** Start **
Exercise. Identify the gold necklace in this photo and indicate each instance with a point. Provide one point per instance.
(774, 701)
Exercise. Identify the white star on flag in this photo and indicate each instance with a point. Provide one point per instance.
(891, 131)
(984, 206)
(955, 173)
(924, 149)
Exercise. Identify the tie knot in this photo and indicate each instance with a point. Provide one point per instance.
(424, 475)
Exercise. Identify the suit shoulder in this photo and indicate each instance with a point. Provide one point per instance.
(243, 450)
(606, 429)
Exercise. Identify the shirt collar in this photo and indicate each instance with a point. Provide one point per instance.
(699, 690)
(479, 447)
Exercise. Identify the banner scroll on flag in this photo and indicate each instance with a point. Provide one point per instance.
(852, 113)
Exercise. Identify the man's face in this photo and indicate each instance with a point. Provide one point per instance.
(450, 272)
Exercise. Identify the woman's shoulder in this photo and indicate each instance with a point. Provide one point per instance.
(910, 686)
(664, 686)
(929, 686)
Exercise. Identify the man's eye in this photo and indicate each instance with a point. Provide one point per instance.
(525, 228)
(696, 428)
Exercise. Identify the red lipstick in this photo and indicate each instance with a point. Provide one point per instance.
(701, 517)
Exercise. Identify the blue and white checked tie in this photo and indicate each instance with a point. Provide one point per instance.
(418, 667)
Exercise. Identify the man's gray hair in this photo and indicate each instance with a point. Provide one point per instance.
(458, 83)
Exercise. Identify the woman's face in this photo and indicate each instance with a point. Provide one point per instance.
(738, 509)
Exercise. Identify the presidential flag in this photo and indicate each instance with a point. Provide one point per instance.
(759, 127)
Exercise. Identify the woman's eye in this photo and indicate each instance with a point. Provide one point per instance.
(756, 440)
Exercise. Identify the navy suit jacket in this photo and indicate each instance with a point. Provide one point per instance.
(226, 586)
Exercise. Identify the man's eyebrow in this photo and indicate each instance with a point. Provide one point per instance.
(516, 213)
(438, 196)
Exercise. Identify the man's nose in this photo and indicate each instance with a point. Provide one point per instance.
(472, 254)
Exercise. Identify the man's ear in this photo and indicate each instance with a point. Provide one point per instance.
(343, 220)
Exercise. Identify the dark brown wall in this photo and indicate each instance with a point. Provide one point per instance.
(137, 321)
** End **
• [Request]
Copy out all of the records above, word for word and point for point, with nothing changed.

• [Output of the task]
Exercise. Identify the gold necklace in this photo and indicate each instance with a point. Provide one point per instance.
(774, 701)
Exercise. Identify the white star on flag in this photo and indicate each instance with a point. Provide one point per instance.
(891, 131)
(984, 206)
(955, 173)
(924, 149)
Exercise. Identify the tie knot in this photo and indicate each instance with a point. Provide one point per instance.
(424, 475)
Exercise. Identify the suit shoulder in this photo and indicate each instance with a point. Provide one point per instance.
(243, 450)
(606, 429)
Exercise. Identify the shirt collar in this photo and indicate each instance with a point. Provide one point per instance.
(699, 690)
(479, 447)
Exercise. Identify the banner scroll on flag in this photo and indicate each instance with a point. Provide one point per instance.
(852, 113)
Exercise. Identify the man's face in this photo and indicate each instance with a point. Provide one point per instance.
(450, 272)
Exercise. Identify the woman's shoulder in this photo and indicate each instance with a point. Provide one point per instance.
(910, 686)
(664, 686)
(929, 686)
Exercise. Identify the man's eye in this photo and indicate each instance with a point. Provide one point per instance.
(525, 228)
(696, 428)
Exercise. Identify the red lipstick in this photo and indicate each instance with a point. Provide one point per instance.
(701, 517)
Exercise. Identify the blue and white checked tie in this photo and indicate each instance with a point. Provide one point per instance.
(418, 667)
Exercise. Identify the man's gray hair in this photo and indicate each instance with a point. Provide one point per instance.
(458, 83)
Exercise. Identify the woman's face in this photo and indicate each instance with a point. Provide one point per instance.
(738, 509)
Exercise. Identify the presidential flag in this photo and indicate each instance with a point. Provide one point per instance.
(759, 127)
Exercise. Identify the woman's eye in this photo and indicate each instance with a point. Provide one point per instance.
(756, 440)
Exercise. Identify the navy suit jacket in this photo and indicate each instance with a point. Provide one point per instance.
(226, 586)
Exercise. Identify the man's eyebrow in this photo and indicate each instance with a point. Provide one point per instance.
(516, 213)
(438, 196)
Exercise. Identify the man's nose in this photo and indicate each instance with a point. Provide one point per instance.
(472, 254)
Exercise. Identify the man's ear in this photo and indicate each instance with a point. Provide one point per instance.
(343, 220)
Exercise. Identify the dark brown wall in this photo and indicate each instance with a point. Provide one point per instance.
(137, 321)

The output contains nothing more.